Task instructions
Format each line of the entries below as a JSON list of strings, with one string per line and blank lines omitted. Leave the pictures out of the answer.

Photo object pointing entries
....................

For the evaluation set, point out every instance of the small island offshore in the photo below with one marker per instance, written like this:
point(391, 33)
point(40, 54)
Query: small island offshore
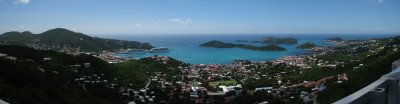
point(219, 44)
point(307, 45)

....................

Task answer
[
  "For the evaluation set, point out every instance of the small island offshore in the photo below with one marker per instance, written like this:",
  "point(391, 33)",
  "point(40, 54)",
  "Query: small island offshore",
  "point(219, 44)",
  "point(307, 45)"
]